→ Exercise requirements:
Copy every line of the material, from its beginning through the line containing "M 244 28 L 211", and add -25 to each coordinate in the answer outlines. Leave the format samples unchanged.

[BEGIN Listing]

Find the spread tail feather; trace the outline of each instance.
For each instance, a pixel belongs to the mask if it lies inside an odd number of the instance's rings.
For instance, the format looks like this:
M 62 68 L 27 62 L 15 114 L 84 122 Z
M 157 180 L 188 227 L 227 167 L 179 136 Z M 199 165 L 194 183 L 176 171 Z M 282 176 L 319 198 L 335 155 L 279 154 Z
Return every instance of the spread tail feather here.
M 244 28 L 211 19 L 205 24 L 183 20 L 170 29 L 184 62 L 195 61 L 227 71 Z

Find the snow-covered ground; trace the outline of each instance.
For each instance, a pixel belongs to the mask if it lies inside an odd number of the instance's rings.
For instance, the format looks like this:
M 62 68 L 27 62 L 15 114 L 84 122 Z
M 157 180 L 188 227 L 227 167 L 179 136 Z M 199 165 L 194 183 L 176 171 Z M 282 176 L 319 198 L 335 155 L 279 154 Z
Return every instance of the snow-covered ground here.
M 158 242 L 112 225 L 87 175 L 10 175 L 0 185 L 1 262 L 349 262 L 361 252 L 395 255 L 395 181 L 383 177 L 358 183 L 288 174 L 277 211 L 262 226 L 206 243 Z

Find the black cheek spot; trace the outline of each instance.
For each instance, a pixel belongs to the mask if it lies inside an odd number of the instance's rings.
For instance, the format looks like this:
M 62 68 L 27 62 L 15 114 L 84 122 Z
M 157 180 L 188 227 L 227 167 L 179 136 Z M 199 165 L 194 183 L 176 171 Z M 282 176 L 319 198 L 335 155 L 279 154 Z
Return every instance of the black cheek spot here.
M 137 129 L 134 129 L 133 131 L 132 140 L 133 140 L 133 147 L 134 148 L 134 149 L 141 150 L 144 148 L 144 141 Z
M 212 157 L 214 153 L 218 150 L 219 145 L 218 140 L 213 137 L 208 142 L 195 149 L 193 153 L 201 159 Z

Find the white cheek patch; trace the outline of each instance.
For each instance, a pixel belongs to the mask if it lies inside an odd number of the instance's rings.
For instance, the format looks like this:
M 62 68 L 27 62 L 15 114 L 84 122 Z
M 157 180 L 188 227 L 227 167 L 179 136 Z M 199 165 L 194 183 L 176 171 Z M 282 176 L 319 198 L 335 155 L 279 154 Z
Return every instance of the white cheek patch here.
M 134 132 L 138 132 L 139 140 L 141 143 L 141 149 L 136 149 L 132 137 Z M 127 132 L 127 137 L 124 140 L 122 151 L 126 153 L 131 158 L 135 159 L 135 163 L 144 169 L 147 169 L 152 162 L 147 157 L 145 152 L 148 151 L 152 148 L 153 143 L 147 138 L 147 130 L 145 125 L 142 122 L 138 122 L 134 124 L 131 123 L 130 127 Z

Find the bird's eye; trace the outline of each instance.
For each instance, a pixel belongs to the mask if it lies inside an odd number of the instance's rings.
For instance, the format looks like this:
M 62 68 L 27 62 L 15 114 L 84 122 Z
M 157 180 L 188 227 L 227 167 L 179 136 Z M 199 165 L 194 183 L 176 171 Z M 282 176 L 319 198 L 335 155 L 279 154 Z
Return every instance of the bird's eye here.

[END Listing]

→ Exercise output:
Find the spread tail feather; trace the outline of each instance.
For each instance, a pixel belongs to the mask if it lies inside an odd number of the instance's rings.
For instance, the format looks like this:
M 62 68 L 27 62 L 15 114 L 84 122 Z
M 157 180 L 188 227 L 227 167 L 179 136 Z M 199 165 L 194 183 L 176 171 Z M 282 176 L 319 198 L 335 155 L 279 154 Z
Return every instance of the spread tail feather here.
M 219 3 L 186 -6 L 180 -1 L 158 -5 L 145 4 L 159 37 L 170 36 L 202 46 Z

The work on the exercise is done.